* BEGIN Extracted text *

# Crystin Question



## Metus (Dec 6, 2009)

My group is near the end of the first adventure, and I have the second one and have perused it as well.  I notice that in discussing Crystin and Haddin, there are multiple references to Crystin breaking free of Haddin's control.  The adventure clarifies, "Though it's beyond the  heroes' ability at this time, Crystin's domination can be removed with the Remove Affliction ritual..."

So, the only way to break Crystin's domination is to beat it out of Haddin (or convince him)?  That's all I'm thinking of.  I'd like to role-play these characters accurately, but I have no idea how to handle this.  Can anyone clarify?


----------



## sfedi (Dec 6, 2009)

Yes, if I remember correctly, the party's only chance to break the Crystin's domination is in the Skill Challenge at the end of the first module.

I don't know if killing Haddin could break it too.


----------



## Calavingian (Dec 6, 2009)

I'm fairly sure I remember there being some additional discussion on the Hattin/Crystin bond in the first few pages of module 2. Let me see if I can find it.

Update: From page4  of Burning Forest.

* END Extracted text *

Continue the forum thread about breaking Crystin's domination, starting right after its last line.

* BEGIN Entries supplied *

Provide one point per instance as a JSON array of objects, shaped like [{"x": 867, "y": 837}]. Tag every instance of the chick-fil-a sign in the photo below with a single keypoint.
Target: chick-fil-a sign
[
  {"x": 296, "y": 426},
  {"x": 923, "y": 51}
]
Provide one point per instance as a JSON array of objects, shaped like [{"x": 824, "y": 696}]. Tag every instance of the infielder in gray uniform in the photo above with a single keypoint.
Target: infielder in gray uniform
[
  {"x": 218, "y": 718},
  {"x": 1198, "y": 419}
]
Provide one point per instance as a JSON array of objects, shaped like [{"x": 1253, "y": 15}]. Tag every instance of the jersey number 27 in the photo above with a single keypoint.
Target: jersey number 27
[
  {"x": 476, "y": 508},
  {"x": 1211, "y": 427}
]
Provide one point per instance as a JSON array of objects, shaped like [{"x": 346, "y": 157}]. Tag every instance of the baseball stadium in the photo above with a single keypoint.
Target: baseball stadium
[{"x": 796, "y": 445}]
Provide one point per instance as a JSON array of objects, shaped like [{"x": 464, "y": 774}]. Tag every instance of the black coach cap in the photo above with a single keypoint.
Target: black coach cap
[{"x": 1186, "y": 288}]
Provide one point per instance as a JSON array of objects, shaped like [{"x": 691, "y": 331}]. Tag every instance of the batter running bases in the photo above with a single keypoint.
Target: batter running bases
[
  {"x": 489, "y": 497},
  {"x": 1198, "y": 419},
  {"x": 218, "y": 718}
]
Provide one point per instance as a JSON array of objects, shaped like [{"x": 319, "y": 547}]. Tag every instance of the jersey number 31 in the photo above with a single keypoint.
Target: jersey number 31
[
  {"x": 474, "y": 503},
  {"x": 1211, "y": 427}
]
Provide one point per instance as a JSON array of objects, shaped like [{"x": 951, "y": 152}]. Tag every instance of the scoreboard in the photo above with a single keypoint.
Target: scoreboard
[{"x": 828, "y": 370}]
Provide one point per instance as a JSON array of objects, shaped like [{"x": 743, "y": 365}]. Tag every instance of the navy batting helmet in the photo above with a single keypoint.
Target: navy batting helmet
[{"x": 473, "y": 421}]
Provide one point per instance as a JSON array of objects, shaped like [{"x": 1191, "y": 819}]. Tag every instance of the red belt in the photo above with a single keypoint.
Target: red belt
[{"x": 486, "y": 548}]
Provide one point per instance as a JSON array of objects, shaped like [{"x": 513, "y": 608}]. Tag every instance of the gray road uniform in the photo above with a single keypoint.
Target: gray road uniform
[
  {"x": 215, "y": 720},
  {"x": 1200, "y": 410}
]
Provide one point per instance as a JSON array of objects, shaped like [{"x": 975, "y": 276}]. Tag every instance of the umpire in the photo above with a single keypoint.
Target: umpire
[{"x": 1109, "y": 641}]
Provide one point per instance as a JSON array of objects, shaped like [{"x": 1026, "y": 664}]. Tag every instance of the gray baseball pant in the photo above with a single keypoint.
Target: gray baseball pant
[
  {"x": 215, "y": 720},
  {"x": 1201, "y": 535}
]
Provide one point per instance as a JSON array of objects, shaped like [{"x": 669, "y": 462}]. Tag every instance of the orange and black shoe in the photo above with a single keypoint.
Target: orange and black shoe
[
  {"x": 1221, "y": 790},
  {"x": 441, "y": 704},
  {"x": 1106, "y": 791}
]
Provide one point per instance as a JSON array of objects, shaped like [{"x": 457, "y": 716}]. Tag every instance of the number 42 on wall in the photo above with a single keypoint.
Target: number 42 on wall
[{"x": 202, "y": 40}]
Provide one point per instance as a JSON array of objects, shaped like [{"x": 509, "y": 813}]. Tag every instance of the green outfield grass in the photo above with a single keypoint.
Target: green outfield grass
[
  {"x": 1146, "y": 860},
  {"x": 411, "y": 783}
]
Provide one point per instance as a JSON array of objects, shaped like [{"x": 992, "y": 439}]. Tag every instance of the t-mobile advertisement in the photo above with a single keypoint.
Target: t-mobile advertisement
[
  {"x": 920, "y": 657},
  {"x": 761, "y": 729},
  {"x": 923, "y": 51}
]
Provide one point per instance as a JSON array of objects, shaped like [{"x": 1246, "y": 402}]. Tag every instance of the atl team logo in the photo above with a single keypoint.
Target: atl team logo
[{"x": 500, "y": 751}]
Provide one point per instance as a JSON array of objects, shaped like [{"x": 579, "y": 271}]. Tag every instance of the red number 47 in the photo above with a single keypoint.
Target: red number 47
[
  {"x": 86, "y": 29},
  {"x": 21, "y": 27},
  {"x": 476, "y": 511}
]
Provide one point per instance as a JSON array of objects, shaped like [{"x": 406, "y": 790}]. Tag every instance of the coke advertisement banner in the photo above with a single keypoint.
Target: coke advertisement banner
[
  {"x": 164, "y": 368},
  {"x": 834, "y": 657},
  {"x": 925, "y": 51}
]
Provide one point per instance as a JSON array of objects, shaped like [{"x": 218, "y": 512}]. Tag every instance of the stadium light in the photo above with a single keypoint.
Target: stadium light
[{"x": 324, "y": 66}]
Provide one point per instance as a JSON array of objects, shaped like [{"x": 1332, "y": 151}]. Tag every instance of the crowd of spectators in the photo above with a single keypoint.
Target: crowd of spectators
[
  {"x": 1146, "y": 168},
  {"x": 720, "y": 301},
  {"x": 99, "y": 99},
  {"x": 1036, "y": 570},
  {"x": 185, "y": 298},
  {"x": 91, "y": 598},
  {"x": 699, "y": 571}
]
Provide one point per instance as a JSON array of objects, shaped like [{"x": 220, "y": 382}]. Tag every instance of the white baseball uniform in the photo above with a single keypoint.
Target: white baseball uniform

* END Entries supplied *

» **Final result**:
_Crystin: If Haddin’s hold over her is broken, Crystin turns out to be the archetypal neophyte. She’s quite impressionable, especially grateful to those who have saved her mind, and eager for new experiences. She doesn’t get in over her head very often, but she’s
ready to try anything the leaders of the party propose. Conversely, if she’s still under Haddin’s control, she’s fairly mute and obedient, letting her father take responsibility and control. She will side with him against the party, if necessary.
She will be very sympathetic to Tiljann, and her contact with the power of Indomitability slowly begins to awaken something that lies dormant inside her._

I would suggest that the thing dormant inside her is the trillith which provides her spell power. I imagine that, as it awakens more fully, Haddin's hold over her will snap and she will finally be able to see her father for what the monster he is.

At least, thats how I plan to play it. I would also suggest that the death of her father would free her from the magic - although the idea of the players tugging a semi-comotose girl awaiting instructions that will never come through the forest for a bit until "her" trillith frees her is quite appealling. Or it would be, if I wasn't 100% certain my players would simply leave her behind.


----------



## Orryn Emrys (Dec 7, 2009)

In my campaign, I played it so that Haddin's death released her from the enchantment.  It actually played a very significant role in her future with the campaign, since she had basically spent her entire life in her father's shadow not living a life at all.  She's grown quite a bit.


----------



## John Doom (Dec 8, 2009)

Same here with the (kinda) demise of her father in the Fire Forest  - should be a better ending battle against the deer if previous NPCs and the one PC come rushing in to the trillith's aid. 

Anyway, I was even thinking about having her change class and focus to emulate the person in the group she most admired for saving her. The goal there is to make her very endearing to the group as the 'little sister' they all protect. From there, a DM could choose to use that emotional investment in any way they like.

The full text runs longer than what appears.